Dear Early Birds, as well as everyone who follows the development of our product!
Starting July, the Biqutex team will be publishing a monthly blog that will give you invaluable insights into all the inner workings and processes of project development and design, as well as our plans for the near future.
Hi, everyone, It’s Alex on the line, the head of the Biqutex development team. I am delighted to welcome everyone to this blog, as I will be in touch all the time to delight our dear readers with tidbits about life on the other side of the development process, and the operation of such a complex system as a derivative crypto exchange. Still, I will be refraining from any zeal and excessive technical details, since we are not writing these texts for diehard programmers.
Pure mathematics lies behind asset prices and each of the trading indicators that a trader focuses on when building their strategies. Many calculations are involved, which, in the end, reflect some unique vision of a particular exchange. But the bulk of these calculations is concentrated around a system of indices.

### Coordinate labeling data
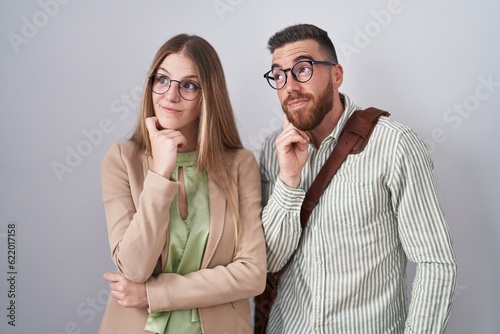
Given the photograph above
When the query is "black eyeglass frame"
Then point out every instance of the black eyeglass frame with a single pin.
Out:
(152, 77)
(268, 76)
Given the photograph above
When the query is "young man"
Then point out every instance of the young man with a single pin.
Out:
(347, 271)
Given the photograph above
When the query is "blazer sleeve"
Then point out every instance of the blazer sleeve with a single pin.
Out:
(137, 227)
(244, 277)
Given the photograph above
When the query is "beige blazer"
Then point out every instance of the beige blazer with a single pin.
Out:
(137, 203)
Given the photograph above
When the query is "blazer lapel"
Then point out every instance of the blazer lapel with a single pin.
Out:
(217, 218)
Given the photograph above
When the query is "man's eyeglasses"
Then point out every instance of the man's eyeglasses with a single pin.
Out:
(188, 89)
(302, 71)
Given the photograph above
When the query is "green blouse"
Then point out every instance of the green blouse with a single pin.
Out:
(187, 242)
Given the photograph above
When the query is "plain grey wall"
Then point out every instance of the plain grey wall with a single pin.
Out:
(71, 79)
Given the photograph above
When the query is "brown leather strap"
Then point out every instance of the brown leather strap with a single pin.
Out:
(352, 140)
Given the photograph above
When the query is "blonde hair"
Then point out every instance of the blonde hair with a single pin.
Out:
(217, 131)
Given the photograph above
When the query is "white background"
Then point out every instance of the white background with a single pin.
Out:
(71, 78)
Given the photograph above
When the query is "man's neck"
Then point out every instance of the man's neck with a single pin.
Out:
(329, 123)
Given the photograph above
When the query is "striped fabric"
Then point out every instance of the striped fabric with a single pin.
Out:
(348, 271)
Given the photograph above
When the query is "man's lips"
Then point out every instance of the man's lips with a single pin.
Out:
(169, 110)
(297, 103)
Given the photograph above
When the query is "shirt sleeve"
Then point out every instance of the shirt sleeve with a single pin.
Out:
(242, 278)
(281, 213)
(137, 235)
(424, 236)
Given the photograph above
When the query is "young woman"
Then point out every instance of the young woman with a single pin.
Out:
(183, 205)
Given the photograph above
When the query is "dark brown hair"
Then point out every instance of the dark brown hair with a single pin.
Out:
(301, 32)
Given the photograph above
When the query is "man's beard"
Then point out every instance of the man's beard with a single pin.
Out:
(307, 119)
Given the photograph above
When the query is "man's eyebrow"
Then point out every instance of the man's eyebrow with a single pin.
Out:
(295, 60)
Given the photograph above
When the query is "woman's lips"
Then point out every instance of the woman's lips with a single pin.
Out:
(170, 110)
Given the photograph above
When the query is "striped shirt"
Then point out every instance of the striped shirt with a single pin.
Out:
(347, 273)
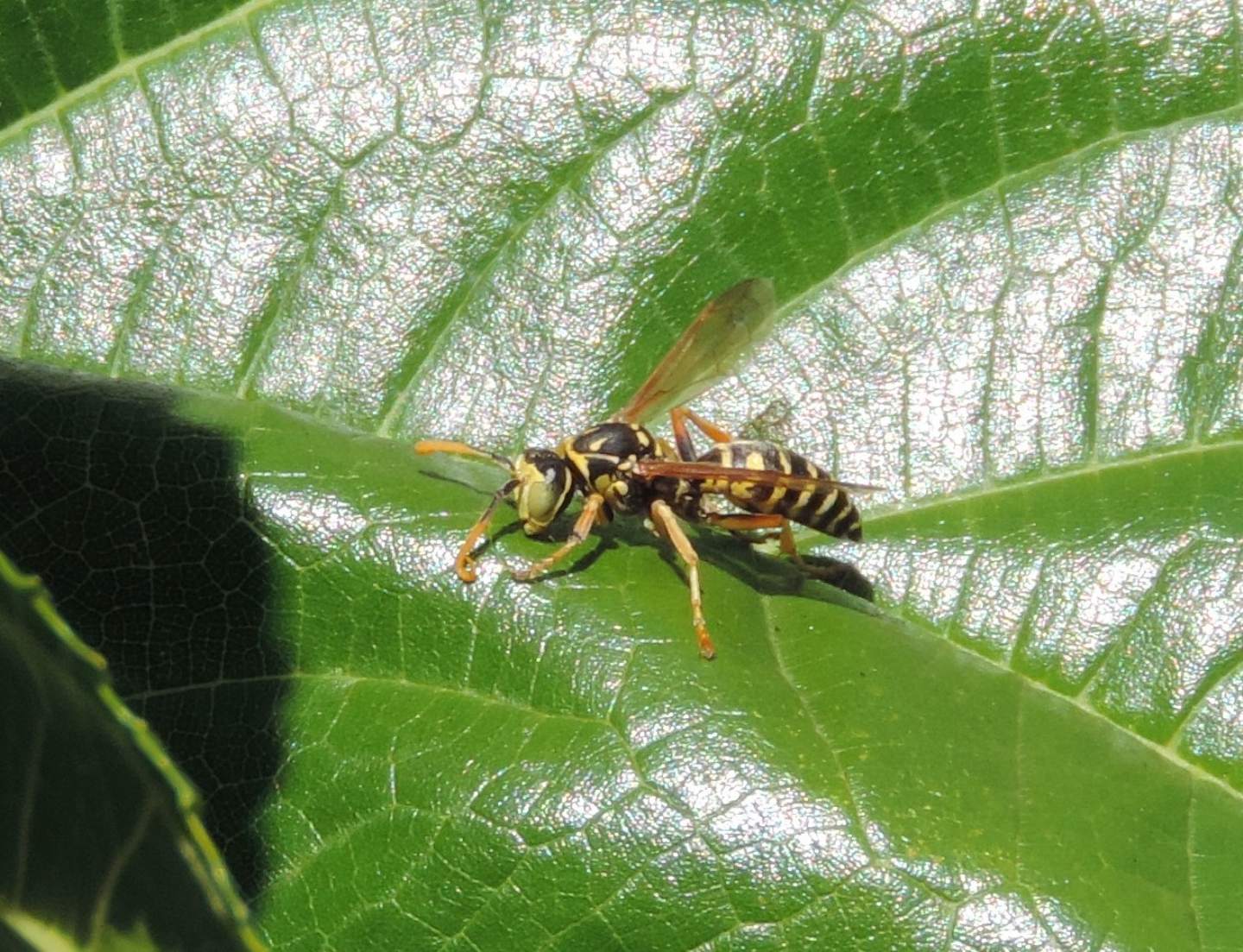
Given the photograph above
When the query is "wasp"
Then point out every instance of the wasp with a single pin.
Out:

### PROBLEMS
A - Answer these questions using the Biqutex blog post:
(i) Starting in which month will the Biqutex team publish its blog, and how often will it appear?
(ii) What role does Alex hold?
(iii) Around what is the bulk of an exchange's calculations concentrated?
B - Write a continuation of the Biqutex blog post, starting after its final sentence.
None of the lines are needed.

### ANSWERS TO THE EXERCISES
A -
(i) July, monthly
(ii) Head of the Biqutex development team
(iii) A system of indices

B -
An index is a kind of integrated mathematical indicator, a value that reflects the state of an asset, or its parameter, at the time of calculation. Most importantly, it is a derived value from the measured entity itself. The simplest real-life example is the body mass index (BMI), which calculates the ratio of body’s weight to the square of its height. Once the simple mathematical aspect fades away, what remains is an abstract figure. And although the formula itself is extremely simple, you can work with it in very different ways. For example, you can weigh yourself in the morning or in the evening. Or at noon. Or at a certain external temperature. What about pressure? The clothes you wear and whether their weight is constant is also in question. For instance, your black T-shirt or a white one, even if its produced by the same manufacturer, may have a different composition and different weight under varying conditions. All of these minute factors lead to the fact that trading with the same contract is profitable and straightforward on one platform, but may not be that straightforward, or even negative, on another.
Finance involves even more variables. In addition, an index obtains its final value only after the compilation of its history. The actual meaning it bears here and now is not that important.
Traders often focus on changing the values of the index, and not its actual value.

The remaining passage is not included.